======== Texto apresentado ========

Outra forma para resolvermos o problema de consulta por frases é o Índice Posicional (positional índex). Esta é uma das formas mais utilizadas, e para cada termo ela armazena a posição o qual ele aparece em cada documento. Considerando a frase anterior como um documento, o index ficaria da seguinte forma:

Com a estrutura acima possível que a busca seja feita mais eficientemente que o biword, além de possibilitar a busca por proximidade de termos.

3.2 — Algoritmos de criação de index

3.2.1 — Algoritmo BSBI

O algoritmo BSBI, após a tokenização, ordena os termos alfabeticamente e pelos id’s dos documentos os quais esses termos estão. Com os dados ordenados, o algoritmo agrupa os termos iguais, associando a eles a lista dos respectivos documentos onde aparecem. Finalmente são geradas as estatísticas, como a frequência dos termos para cada documento. Para pequenas quantidades de dados a memória pode ser utilizada mas, para grandes quantidades de dados, formas secundárias de armazenamento devem ser utilizadas. Neste último cenário é efetuado o merge, carregando um bloco de listas do armazenamento secundário para a memória, realizando a união (merge) e gravando-o novamente no armazenamento secundário. Isto torna o processo mais eficiente e menos custoso do que realizar estes processamentos no armazenamento secundário. Para exemplificar, segue exemplo deste processo:

Documento 1: a Aline tem a blusa azul
Documento 2: a bicicleta é azul

3.2.2 — Algoritmo SPIMI

Diferente do BSBI, o SPIMI pode trabalhar com conjunto de dados de qualquer tamanho, desde que haja espaço no disco. A diferença do SPIMI para o BSBI é que os termos são processados um a um, onde na primeira ocorrência deles, eles são adicionados no índice, e nas demais, eles são atualizados. Isto evita a necessidade da ordenação, fazendo que o processamento fique mais rápido e não necessitando a realização de merges constantes.

3.2.3 Índice Distribuído

Para conjuntos de dados extremamente grandes que não podem ser processados em máquinas únicas para criação de índices, o algoritmo de Índice Distribuído é utilizado. Como o nome já diz ele é processado de forma distribuída. Um dos mais conhecidos é o MapReduce.

3.2.4 Índice Dinâmico

Nos algoritmos anteriores consideramos que os documentos são estáticos, o que raramente ocorre, pois eles são incluídos, alterados e excluídos constantemente. Caso haja uma necessidade de que novos documentos sejam inclusos, uma solução é manter 2 índices, sendo um índice grande e principal e outro índice auxiliar, que fica na memória. As pesquisas são realizadas primeiramente no índice pequeno e, caso as repostas sejam poucas, o índice principal é acessado e o resultado dos dois índices unidos. Com o passar do tempo, o índice auxiliar pode ficar grande e, ao chegar neste ponto, ele deve ser unido (merge) com o índice principal.

========

# [Tarefas propostas]
- A) Repita sem alterações o trecho do texto sobre índices que vai de "3.2.2 — Algoritmo" até "é o MapReduce.", incluindo este último.
- B) Por favor, dê continuidade ao texto sobre índices logo após a última frase apresentada.

======== Linhas ========

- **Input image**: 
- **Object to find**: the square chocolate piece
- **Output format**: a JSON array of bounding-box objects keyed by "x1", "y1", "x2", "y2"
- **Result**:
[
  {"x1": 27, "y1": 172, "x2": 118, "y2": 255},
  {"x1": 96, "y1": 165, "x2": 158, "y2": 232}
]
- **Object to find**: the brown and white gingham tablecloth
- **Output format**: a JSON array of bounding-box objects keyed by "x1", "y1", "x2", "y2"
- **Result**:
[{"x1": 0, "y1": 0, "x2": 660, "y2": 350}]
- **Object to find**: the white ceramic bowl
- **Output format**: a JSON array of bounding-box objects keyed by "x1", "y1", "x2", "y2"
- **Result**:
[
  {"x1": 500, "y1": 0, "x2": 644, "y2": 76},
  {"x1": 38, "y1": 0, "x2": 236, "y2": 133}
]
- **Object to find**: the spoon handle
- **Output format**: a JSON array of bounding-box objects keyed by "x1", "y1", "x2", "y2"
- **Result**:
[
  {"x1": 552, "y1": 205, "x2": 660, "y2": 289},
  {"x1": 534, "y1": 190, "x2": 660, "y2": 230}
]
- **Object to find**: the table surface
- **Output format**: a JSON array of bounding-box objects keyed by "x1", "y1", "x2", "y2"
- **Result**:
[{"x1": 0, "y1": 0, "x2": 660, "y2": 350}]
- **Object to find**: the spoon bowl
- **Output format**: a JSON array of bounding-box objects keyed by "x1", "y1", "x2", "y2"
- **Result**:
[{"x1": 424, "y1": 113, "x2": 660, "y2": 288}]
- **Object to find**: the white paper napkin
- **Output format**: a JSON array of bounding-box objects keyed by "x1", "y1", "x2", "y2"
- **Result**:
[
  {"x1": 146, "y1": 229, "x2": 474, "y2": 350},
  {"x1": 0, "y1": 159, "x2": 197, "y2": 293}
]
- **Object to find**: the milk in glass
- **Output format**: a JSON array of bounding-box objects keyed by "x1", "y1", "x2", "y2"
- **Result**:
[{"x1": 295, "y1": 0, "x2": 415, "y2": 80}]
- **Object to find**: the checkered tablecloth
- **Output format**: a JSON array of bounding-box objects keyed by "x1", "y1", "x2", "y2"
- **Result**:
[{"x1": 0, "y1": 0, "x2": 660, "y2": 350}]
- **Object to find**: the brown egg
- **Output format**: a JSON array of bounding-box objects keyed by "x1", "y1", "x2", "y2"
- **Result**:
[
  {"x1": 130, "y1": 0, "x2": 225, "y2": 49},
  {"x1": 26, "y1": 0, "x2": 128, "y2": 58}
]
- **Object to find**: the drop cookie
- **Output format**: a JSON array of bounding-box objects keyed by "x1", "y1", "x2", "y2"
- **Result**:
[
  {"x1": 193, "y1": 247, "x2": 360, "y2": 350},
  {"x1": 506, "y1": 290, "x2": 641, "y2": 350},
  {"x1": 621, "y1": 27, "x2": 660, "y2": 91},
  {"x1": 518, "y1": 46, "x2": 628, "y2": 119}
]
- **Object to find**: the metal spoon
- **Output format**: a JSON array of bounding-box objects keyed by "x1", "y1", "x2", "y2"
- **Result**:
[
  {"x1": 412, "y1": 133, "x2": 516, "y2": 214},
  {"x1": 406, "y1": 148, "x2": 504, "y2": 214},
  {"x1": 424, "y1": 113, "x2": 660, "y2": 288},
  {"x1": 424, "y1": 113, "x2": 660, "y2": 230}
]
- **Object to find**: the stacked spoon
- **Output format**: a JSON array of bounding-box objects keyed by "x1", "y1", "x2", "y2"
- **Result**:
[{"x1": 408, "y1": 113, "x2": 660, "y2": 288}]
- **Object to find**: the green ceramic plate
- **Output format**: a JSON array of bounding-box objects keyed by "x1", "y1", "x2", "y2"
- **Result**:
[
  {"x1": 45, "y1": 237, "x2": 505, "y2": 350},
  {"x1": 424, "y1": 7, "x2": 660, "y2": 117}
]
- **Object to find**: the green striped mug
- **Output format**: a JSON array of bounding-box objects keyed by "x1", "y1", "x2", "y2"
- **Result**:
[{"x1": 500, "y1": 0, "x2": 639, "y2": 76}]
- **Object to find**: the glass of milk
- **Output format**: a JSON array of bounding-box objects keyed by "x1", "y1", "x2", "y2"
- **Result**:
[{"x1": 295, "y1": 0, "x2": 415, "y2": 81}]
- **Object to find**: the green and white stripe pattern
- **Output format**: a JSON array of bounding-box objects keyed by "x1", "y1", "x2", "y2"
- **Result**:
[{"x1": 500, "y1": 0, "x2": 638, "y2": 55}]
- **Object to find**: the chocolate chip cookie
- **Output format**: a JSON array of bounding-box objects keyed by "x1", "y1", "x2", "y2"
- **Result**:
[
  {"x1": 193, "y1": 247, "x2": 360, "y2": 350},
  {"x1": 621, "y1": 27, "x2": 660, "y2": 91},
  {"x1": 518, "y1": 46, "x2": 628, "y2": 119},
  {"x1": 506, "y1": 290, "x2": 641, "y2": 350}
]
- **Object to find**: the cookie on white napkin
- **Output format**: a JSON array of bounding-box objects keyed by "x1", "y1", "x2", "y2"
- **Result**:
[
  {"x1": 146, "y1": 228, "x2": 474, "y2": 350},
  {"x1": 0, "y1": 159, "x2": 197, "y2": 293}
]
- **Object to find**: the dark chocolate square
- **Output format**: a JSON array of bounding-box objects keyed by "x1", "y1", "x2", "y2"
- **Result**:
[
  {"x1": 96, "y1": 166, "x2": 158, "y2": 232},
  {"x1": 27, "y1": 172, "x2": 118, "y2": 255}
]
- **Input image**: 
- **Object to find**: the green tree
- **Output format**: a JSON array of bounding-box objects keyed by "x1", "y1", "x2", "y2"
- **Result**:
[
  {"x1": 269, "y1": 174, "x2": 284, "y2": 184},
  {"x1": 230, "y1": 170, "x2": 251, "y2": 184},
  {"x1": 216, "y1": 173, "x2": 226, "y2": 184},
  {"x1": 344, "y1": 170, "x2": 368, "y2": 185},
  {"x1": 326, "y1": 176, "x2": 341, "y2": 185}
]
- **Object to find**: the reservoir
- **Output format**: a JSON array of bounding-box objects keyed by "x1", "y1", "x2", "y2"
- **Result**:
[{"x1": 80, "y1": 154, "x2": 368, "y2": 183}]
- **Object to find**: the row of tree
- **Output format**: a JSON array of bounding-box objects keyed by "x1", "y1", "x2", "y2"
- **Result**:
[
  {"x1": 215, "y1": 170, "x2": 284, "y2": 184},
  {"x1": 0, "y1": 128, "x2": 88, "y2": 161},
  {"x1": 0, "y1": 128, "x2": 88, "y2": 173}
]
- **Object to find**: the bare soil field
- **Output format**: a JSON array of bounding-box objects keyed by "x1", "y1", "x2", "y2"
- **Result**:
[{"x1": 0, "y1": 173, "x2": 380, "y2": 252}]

========

# [Respostas por tarefa]
- A)
3.2.2 — Algoritmo SPIMI

Diferente do BSBI, o SPIMI pode trabalhar com conjunto de dados de qualquer tamanho, desde que haja espaço no disco. A diferença do SPIMI para o BSBI é que os termos são processados um a um, onde na primeira ocorrência deles, eles são adicionados no índice, e nas demais, eles são atualizados. Isto evita a necessidade da ordenação, fazendo que o processamento fique mais rápido e não necessitando a realização de merges constantes.

3.2.3 Índice Distribuído

Para conjuntos de dados extremamente grandes que não podem ser processados em máquinas únicas para criação de índices, o algoritmo de Índice Distribuído é utilizado. Como o nome já diz ele é processado de forma distribuída. Um dos mais conhecidos é o MapReduce.

- B)
4. Scoring e Rankeamento

No que vimos até agora, as consultas foram principalmente booleanas, ou seja, os documentos contém ou não contém os dados da consulta. Este tipo de consulta de certa forma é boa para usuários avançados que conhecem o domínio da consulta, mas geralmente é ruim para os demais.

Este tipo de pesquisa pode retornar um grande número de resultados e, em alguns casos, se adicionarmos mais um termo a consulta, a quantidade de resultado pode diminuir drasticamente, podendo até não retornar mais nenhum resultado.

Com o Scoring e Rankeamento os documentos mais relevantes são melhor ranqueados do que os menos relevantes, fazendo com que apareçam nas primeiras posições. Um dos principais desafios é: como podemos pontuar esses documentos adequadamente de acordo com seu conteúdo e o parâmetro da consulta?

Um dos métodos propostos para isso é o Coeficiente de Jaccard que tem por princípio dividir a interseção dos termos dos documentos com os da consulta pela união dos 2 e medir a relevância entre 0 e 1, onde 0 não possui relevância e 1 possui a maior relevância. Como exemplo, na consulta “bicicleta azul” e o documento “azul da cor do céu”, o coeficiente seria 1/6, pois contém 1 termo em comum (azul) e 6 termos da união. Um dos problemas do Jaccard é que ele não considera a frequência dos termos, o que impacta na assertividade do resultado final.

Outro método é o bag of words(saco de palavras), onde não são consideradas as ordens dos termos no documento. Documentos com “Brasil vence França” e “França vence Brasil” são considerados iguais e com a mesma relevância. De certa forma, este método é um retrocesso pois, com o Índice Posicional, apresentado nos tópicos anteriores, já conseguiríamos melhor relevância do que este método.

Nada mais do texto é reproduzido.